WHAT YOU HAVE TO DO: The whole answer is the data below, retyped exactly.

ENTRIES PROVIDED:

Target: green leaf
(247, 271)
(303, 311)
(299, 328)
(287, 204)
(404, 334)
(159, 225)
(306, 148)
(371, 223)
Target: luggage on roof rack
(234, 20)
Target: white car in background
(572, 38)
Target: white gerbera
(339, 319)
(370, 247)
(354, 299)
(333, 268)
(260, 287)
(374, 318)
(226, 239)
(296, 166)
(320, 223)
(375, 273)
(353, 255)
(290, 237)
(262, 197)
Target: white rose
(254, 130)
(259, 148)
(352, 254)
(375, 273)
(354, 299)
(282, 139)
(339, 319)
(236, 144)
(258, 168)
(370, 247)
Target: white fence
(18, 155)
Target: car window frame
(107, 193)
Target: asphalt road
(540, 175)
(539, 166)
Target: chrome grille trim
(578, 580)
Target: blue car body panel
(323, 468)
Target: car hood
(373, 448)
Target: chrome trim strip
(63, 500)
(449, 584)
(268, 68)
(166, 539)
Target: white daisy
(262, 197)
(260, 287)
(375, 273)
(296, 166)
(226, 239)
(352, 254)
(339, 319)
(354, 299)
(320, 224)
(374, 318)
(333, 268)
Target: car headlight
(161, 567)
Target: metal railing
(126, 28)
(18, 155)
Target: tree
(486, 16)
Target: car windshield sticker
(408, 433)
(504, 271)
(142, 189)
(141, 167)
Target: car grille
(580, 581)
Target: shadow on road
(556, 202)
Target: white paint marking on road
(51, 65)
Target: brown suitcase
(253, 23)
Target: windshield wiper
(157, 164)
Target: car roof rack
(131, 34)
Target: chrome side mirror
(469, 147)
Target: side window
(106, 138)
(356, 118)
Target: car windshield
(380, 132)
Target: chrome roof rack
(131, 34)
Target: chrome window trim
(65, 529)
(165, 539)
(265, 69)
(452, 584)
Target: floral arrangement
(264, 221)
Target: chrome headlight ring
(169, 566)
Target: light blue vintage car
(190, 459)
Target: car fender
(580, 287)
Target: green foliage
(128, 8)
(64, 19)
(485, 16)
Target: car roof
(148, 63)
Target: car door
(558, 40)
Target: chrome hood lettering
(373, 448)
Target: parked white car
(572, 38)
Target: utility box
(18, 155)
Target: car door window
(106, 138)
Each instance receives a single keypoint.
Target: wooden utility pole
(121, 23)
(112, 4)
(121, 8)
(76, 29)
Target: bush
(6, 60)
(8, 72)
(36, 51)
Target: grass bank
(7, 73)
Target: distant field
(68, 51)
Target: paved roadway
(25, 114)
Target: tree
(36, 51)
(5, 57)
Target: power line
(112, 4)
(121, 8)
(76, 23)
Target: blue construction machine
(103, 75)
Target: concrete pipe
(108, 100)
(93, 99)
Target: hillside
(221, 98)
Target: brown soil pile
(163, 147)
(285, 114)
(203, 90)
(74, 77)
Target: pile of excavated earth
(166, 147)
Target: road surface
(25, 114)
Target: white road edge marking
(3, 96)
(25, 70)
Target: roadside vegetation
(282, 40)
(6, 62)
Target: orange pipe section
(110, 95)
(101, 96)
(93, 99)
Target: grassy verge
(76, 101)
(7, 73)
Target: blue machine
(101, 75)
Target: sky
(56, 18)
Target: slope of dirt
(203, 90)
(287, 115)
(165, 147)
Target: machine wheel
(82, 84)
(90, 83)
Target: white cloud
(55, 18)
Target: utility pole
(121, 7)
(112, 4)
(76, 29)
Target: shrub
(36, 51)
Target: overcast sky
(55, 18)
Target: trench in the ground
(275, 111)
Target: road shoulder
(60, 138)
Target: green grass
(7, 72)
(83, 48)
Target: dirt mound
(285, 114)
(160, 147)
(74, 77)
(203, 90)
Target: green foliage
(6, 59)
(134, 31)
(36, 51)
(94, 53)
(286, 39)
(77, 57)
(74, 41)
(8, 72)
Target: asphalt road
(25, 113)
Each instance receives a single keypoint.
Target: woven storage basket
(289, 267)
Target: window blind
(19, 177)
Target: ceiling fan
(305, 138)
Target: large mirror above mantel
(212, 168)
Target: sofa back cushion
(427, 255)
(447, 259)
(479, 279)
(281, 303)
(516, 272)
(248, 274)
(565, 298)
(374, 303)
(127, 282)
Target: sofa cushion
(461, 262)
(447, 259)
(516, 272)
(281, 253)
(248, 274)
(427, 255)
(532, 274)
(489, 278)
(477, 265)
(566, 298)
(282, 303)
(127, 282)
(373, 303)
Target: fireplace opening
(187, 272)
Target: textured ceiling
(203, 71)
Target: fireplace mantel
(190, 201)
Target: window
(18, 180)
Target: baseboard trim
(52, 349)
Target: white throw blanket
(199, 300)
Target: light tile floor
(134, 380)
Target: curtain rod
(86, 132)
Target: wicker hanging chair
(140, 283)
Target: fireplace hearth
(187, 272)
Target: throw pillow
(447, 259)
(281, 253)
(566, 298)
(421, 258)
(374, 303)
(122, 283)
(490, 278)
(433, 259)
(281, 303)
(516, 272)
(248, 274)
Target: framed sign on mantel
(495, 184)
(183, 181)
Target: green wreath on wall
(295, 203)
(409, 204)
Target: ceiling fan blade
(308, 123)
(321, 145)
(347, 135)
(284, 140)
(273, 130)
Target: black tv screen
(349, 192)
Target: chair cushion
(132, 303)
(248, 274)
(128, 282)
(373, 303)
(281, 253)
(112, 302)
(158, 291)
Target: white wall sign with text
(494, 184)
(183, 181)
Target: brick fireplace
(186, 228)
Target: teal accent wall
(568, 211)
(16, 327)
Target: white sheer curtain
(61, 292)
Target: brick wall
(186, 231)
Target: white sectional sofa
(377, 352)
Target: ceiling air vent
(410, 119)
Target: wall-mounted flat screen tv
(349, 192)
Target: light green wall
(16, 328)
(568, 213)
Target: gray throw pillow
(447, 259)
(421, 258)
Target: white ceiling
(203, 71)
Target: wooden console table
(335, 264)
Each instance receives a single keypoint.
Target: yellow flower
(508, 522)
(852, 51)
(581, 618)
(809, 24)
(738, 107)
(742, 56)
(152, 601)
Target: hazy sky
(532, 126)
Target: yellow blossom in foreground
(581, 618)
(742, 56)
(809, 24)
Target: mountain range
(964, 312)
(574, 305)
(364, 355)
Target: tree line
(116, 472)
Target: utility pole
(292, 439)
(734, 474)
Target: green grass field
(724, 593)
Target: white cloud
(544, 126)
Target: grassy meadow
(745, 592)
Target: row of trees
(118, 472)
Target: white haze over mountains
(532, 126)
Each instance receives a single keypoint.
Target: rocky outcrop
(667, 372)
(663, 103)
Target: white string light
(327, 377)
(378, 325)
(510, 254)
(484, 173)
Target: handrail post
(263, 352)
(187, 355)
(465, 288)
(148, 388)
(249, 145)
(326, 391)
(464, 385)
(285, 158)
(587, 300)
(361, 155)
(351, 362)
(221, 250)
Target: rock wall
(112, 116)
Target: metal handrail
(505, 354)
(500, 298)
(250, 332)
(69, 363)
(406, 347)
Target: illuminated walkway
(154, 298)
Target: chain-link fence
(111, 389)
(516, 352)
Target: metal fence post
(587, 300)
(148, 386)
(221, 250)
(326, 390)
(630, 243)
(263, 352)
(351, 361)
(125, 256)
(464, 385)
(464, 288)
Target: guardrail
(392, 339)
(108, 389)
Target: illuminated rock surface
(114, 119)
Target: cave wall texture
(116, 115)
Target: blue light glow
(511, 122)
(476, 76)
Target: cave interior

SOLUTION TO THE EXERCISE:
Target: green leaf
(247, 271)
(303, 311)
(299, 328)
(287, 204)
(404, 334)
(159, 225)
(306, 148)
(371, 223)
Target: luggage on roof rack
(234, 20)
Target: white car in background
(572, 38)
Target: white gerbera
(339, 319)
(370, 247)
(354, 299)
(333, 268)
(260, 287)
(374, 318)
(226, 239)
(296, 166)
(320, 223)
(375, 273)
(353, 255)
(290, 237)
(262, 197)
Target: white rose
(254, 130)
(259, 148)
(352, 254)
(375, 273)
(354, 299)
(282, 139)
(339, 319)
(236, 144)
(258, 168)
(370, 247)
Target: white fence
(18, 155)
Target: car window frame
(107, 193)
Target: asphalt road
(540, 175)
(539, 166)
Target: chrome grille trim
(578, 580)
Target: blue car body panel
(323, 468)
Target: car hood
(373, 448)
Target: chrome trim strip
(63, 500)
(449, 584)
(268, 68)
(166, 539)
Target: white daisy
(262, 197)
(260, 287)
(375, 273)
(296, 166)
(226, 239)
(352, 254)
(339, 319)
(354, 299)
(320, 224)
(374, 318)
(333, 268)
Target: car headlight
(161, 567)
Target: metal railing
(126, 28)
(18, 155)
Target: tree
(486, 16)
Target: car windshield sticker
(408, 433)
(504, 271)
(142, 189)
(141, 167)
Target: car grille
(580, 581)
Target: shadow on road
(556, 202)
Target: white paint marking on road
(51, 65)
Target: brown suitcase
(253, 23)
Target: windshield wiper
(157, 164)
Target: car roof rack
(131, 34)
Target: chrome side mirror
(469, 147)
Target: side window
(106, 138)
(356, 118)
Target: car windshield
(380, 132)
Target: chrome roof rack
(131, 34)
Target: chrome window trim
(65, 529)
(165, 539)
(265, 69)
(452, 584)
Target: floral arrangement
(264, 221)
Target: chrome headlight ring
(169, 566)
Target: light blue vintage car
(190, 459)
Target: car fender
(580, 287)
Target: green foliage
(128, 8)
(64, 19)
(485, 16)
Target: car roof
(148, 63)
Target: car door
(558, 40)
Target: chrome hood lettering
(373, 448)
Target: parked white car
(572, 38)
Target: utility box
(18, 155)
Target: car door window
(106, 138)
Each instance receives a single keypoint.
Target: wooden utility pole
(121, 23)
(112, 4)
(121, 8)
(76, 29)
Target: bush
(6, 60)
(8, 72)
(36, 51)
Target: grass bank
(7, 73)
Target: distant field
(68, 51)
Target: paved roadway
(25, 114)
Target: tree
(36, 51)
(5, 57)
Target: power line
(112, 4)
(121, 8)
(76, 23)
Target: blue construction machine
(103, 75)
Target: concrete pipe
(108, 100)
(93, 99)
Target: hillside
(221, 98)
Target: brown soil pile
(163, 147)
(285, 114)
(203, 90)
(74, 77)
Target: pile of excavated earth
(166, 147)
Target: road surface
(25, 114)
Target: white road edge marking
(3, 96)
(25, 70)
Target: roadside vegetation
(282, 40)
(6, 62)
Target: orange pipe section
(110, 95)
(101, 96)
(93, 99)
Target: grassy verge
(76, 101)
(7, 73)
Target: blue machine
(101, 75)
Target: sky
(56, 18)
Target: slope of dirt
(203, 90)
(287, 115)
(165, 147)
Target: machine wheel
(82, 84)
(90, 83)
Target: white cloud
(55, 18)
Target: utility pole
(121, 7)
(112, 4)
(76, 29)
Target: shrub
(36, 51)
Target: overcast sky
(55, 18)
Target: trench in the ground
(275, 111)
Target: road shoulder
(60, 138)
Target: green grass
(7, 72)
(83, 48)
Target: dirt mound
(285, 114)
(160, 147)
(74, 77)
(203, 90)
Target: green foliage
(6, 59)
(134, 31)
(36, 51)
(94, 53)
(286, 39)
(77, 57)
(74, 41)
(8, 72)
Target: asphalt road
(25, 113)
Each instance receives a single keypoint.
Target: woven storage basket
(289, 267)
Target: window blind
(19, 177)
Target: ceiling fan
(305, 138)
Target: large mirror above mantel
(212, 168)
Target: sofa back cushion
(427, 255)
(447, 259)
(479, 279)
(281, 303)
(516, 272)
(248, 274)
(565, 298)
(374, 303)
(127, 282)
Target: sofa cushion
(461, 262)
(447, 259)
(516, 272)
(281, 253)
(248, 274)
(427, 255)
(532, 274)
(489, 278)
(477, 265)
(566, 298)
(282, 303)
(127, 282)
(373, 303)
Target: fireplace opening
(187, 272)
Target: textured ceiling
(203, 71)
Target: fireplace mantel
(190, 201)
Target: window
(18, 180)
Target: baseboard trim
(52, 349)
Target: white throw blanket
(199, 300)
Target: light tile floor
(134, 380)
Target: curtain rod
(86, 132)
Target: wicker hanging chair
(140, 283)
Target: fireplace hearth
(187, 272)
Target: throw pillow
(447, 259)
(281, 253)
(566, 298)
(421, 258)
(374, 303)
(122, 283)
(490, 278)
(433, 259)
(281, 303)
(516, 272)
(248, 274)
Target: framed sign on mantel
(495, 184)
(183, 181)
Target: green wreath on wall
(295, 203)
(409, 204)
Target: ceiling fan blade
(308, 123)
(321, 145)
(347, 135)
(284, 140)
(273, 130)
Target: black tv screen
(349, 192)
Target: chair cushion
(132, 303)
(248, 274)
(128, 282)
(373, 303)
(281, 253)
(112, 302)
(158, 291)
Target: white wall sign with text
(494, 184)
(183, 181)
Target: brick fireplace
(186, 228)
Target: teal accent wall
(568, 211)
(16, 327)
Target: white sheer curtain
(61, 292)
Target: brick wall
(186, 231)
Target: white sectional sofa
(377, 352)
Target: ceiling air vent
(410, 119)
Target: wall-mounted flat screen tv
(349, 192)
Target: light green wall
(16, 328)
(568, 213)
Target: gray throw pillow
(447, 259)
(421, 258)
Target: white ceiling
(203, 71)
Target: wooden console table
(335, 264)
Each instance receives a single keypoint.
Target: yellow flower
(508, 522)
(852, 51)
(581, 618)
(809, 24)
(738, 107)
(742, 56)
(152, 601)
Target: hazy sky
(532, 126)
Target: yellow blossom in foreground
(581, 618)
(742, 56)
(809, 24)
Target: mountain range
(964, 312)
(574, 305)
(364, 355)
Target: tree line
(116, 472)
Target: utility pole
(292, 439)
(734, 474)
Target: green grass field
(724, 593)
Target: white cloud
(544, 126)
Target: grassy meadow
(745, 592)
Target: row of trees
(118, 472)
Target: white haze over mountains
(532, 126)
Each instance receives a single keypoint.
Target: rocky outcrop
(667, 372)
(663, 103)
Target: white string light
(327, 377)
(378, 325)
(510, 254)
(484, 173)
Target: handrail post
(263, 352)
(187, 355)
(465, 288)
(148, 388)
(249, 145)
(326, 391)
(464, 385)
(285, 158)
(587, 300)
(361, 155)
(351, 362)
(221, 250)
Target: rock wall
(112, 116)
Target: metal handrail
(505, 354)
(500, 298)
(250, 332)
(69, 363)
(406, 347)
Target: illuminated walkway
(154, 298)
Target: chain-link fence
(111, 389)
(516, 352)
Target: metal fence post
(587, 300)
(148, 386)
(221, 250)
(326, 390)
(630, 243)
(263, 352)
(351, 361)
(125, 256)
(464, 385)
(464, 288)
Target: guardrail
(392, 339)
(108, 389)
Target: illuminated rock surface
(114, 119)
Target: cave wall texture
(116, 115)
Target: blue light glow
(511, 122)
(476, 76)
Target: cave interior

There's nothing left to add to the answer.